Text shown:
# # # #

If we have a President, let him sing like McAdoo, or like Luther Burbank, or like Theodore N. Vail, or like Colonel Goethals, picking up a little isthmus like Panama, a string between two continents, playing on it as if it were a harp; or like Edward Ripley playing with the Santa Fé Railroad for all the world like Homer with a lute, all his seven thousand men, all his workmen, all their wives and their children, all the cities along the line striking up and joining in the chorus or like Carborundum Acheson, backed up by his little Niagara Falls oiling the wheels of a world, weaving diamonds into steel, hardening the bones of the earth into skyscrapers, into railroads, into the mighty thighs of flying locomotives....

Any man who is seen acting in this world with a thing, as if he believed in the thing, as if he believed in himself and believed in other people, is singing.

Moses striking out with a rod, as we are told, a path along the sea for his people may have done a more showy thing from a religious point of view, hitting the water on top so, making a great splash with an empty place in it for people to march through, but he was not essentially more religious than McAdoo, with all those modest but mighty columns of figures piling up behind him, with all those splendid, dumb, still glowing engineers behind him, lifting up his will against cities, lifting up his will against herds of politicians, haughty newspapers, against the flocks of silly complacent old ferry-boats waddling in the bay, against the wind and the rain and the cold on the water, and all the banks of Wall Street....

When we want to tell News to our President about ourselves in America, we point to William G. McAdoo.

The first news that we, the American people, must contrive to get into the White House about ourselves is that we do not want to be improved, and that we do not like an improving tone in our government. We want to be expressed the way McAdoos express us. We want a government that expresses our faith in one another, in what we are doing, and in ourselves, and in the world.

We are singing over here on this continent. We would not all of us put it in just this way. But our singing is the main thing we can do, and a government that is trying to improve us feebly, that is looking askance at us and looking askance at our money, and at our labour, and that does not believe in us and join in with us in our singing does not know what we are like.

Our next national business in America is to get the real news over to the President of what we are like.

# # # #

Goal: Summarize the passage on a President who sings in two sentences.

# # # #

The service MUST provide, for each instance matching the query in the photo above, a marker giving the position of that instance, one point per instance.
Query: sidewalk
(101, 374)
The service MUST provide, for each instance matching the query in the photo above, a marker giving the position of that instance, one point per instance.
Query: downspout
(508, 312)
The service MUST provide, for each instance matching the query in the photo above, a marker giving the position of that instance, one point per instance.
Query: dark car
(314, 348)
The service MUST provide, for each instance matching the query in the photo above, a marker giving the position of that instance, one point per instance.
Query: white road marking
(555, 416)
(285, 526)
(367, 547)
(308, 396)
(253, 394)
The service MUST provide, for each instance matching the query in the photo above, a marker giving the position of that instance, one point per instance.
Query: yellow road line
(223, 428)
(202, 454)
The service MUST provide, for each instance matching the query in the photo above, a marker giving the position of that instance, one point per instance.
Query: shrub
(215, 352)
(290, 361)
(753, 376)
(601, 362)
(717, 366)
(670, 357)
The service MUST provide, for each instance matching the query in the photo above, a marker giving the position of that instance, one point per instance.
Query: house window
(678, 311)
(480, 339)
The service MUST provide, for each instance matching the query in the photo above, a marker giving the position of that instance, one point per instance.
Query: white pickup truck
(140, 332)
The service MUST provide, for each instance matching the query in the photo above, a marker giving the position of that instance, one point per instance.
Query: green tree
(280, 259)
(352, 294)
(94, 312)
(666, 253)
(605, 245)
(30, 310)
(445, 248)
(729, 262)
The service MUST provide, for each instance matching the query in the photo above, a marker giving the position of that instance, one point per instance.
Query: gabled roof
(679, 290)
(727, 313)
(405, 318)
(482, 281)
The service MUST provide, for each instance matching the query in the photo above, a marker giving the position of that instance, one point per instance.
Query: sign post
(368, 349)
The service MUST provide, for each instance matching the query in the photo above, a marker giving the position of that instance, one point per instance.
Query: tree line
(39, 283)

# # # #

Response to this task: Anyone seen acting as if he believes in a thing, in himself and in other people is singing, and the passage wants a President who sings like William G. McAdoo, Colonel Goethals, Edward Ripley and others. Americans do not want to be improved or spoken to in an improving tone but want a government that expresses their faith in one another and joins in their singing, and their next national business is to get that news to the President.